━━ Rows
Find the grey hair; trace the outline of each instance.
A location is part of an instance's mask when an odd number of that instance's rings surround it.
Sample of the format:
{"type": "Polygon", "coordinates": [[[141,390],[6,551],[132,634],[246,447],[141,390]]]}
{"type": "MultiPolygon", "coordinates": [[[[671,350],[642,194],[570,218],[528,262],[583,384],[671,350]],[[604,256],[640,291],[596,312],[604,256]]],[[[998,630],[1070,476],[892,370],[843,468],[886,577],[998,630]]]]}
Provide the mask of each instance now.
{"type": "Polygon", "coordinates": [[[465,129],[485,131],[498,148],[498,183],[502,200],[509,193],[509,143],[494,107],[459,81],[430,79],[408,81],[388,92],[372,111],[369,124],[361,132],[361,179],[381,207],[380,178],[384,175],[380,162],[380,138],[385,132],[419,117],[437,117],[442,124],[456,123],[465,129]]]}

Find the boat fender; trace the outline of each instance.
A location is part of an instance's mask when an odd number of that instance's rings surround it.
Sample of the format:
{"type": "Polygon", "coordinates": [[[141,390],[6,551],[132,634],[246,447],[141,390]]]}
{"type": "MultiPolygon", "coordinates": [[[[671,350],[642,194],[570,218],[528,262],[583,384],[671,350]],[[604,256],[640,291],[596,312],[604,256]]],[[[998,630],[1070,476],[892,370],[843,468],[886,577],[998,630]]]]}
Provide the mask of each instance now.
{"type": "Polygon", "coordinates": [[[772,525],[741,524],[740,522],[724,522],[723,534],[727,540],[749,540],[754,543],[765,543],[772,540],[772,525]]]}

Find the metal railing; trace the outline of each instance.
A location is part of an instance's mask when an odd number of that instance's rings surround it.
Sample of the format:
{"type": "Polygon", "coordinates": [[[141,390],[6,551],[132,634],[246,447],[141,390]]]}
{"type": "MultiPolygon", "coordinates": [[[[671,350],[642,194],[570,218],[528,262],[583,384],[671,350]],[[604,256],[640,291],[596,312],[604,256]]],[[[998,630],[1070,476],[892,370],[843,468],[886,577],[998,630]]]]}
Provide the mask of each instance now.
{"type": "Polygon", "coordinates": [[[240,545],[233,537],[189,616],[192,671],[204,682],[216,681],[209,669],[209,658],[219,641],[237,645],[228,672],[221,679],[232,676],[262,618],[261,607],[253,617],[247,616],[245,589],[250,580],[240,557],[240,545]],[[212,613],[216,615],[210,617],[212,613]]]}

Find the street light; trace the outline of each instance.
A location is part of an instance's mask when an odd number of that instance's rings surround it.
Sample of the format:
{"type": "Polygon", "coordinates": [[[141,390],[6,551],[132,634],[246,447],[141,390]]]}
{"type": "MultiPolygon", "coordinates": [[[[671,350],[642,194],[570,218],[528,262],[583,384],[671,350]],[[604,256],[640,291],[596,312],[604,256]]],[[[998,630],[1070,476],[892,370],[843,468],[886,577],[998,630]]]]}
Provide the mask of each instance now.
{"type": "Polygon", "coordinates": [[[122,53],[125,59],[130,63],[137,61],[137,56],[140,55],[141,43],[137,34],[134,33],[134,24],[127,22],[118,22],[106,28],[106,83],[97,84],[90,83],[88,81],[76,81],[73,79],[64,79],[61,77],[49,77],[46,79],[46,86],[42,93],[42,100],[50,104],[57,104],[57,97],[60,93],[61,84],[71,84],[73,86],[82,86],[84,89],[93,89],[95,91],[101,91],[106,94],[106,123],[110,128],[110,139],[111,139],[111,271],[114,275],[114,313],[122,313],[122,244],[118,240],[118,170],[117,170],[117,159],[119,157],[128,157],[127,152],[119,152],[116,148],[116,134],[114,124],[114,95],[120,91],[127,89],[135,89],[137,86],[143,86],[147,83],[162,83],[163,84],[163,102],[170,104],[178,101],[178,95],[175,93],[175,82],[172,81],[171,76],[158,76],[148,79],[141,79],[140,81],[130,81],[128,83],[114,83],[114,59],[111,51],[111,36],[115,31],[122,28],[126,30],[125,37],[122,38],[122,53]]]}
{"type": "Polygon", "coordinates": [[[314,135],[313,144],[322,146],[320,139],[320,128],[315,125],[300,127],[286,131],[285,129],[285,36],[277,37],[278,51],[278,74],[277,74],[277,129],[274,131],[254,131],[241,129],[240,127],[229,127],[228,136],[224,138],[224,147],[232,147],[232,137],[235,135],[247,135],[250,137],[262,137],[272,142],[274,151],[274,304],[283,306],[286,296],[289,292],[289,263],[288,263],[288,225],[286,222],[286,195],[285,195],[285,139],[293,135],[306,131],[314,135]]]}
━━━━
__Direction__
Gather every line of the data above that contains the word "Find". Case counts.

__Output__
Find the grey hair; trace the outline of each instance.
Find the boat fender; trace the outline of each instance.
Find the metal railing; trace the outline of each instance.
Find the street light; trace the outline of each instance.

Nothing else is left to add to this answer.